Material for this task:

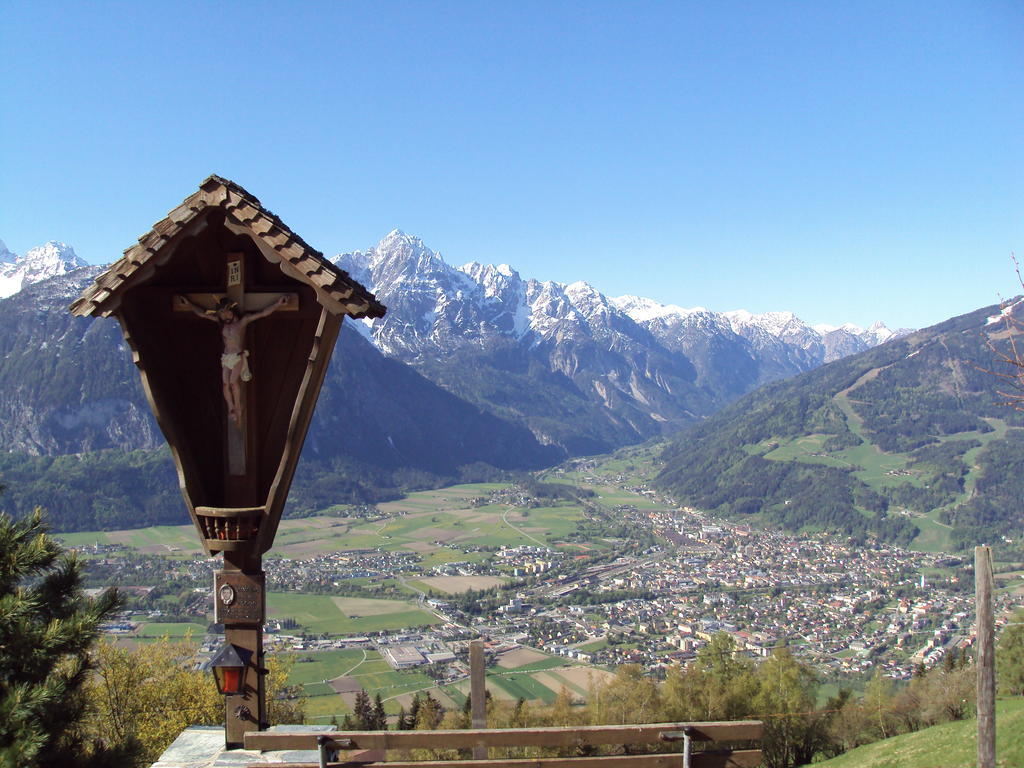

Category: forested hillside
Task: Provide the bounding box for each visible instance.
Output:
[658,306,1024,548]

--

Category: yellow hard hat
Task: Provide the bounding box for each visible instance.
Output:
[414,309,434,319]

* * *

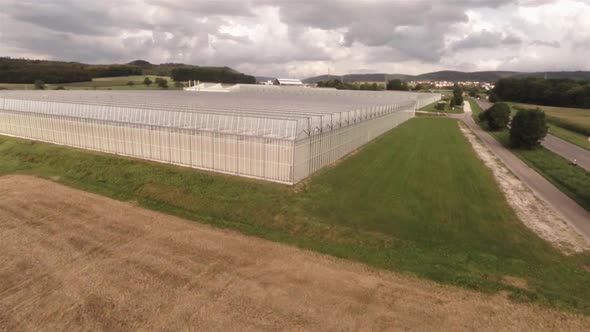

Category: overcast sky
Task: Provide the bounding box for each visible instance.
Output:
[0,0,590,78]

Requirements: Copy out verbatim the lines above, starting at the line containing "Category: overcast sky" and ending at the line containing "[0,0,590,78]", both included.

Result for this task:
Category: overcast sky
Task: Provide the bounding box for each visible instance.
Output:
[0,0,590,78]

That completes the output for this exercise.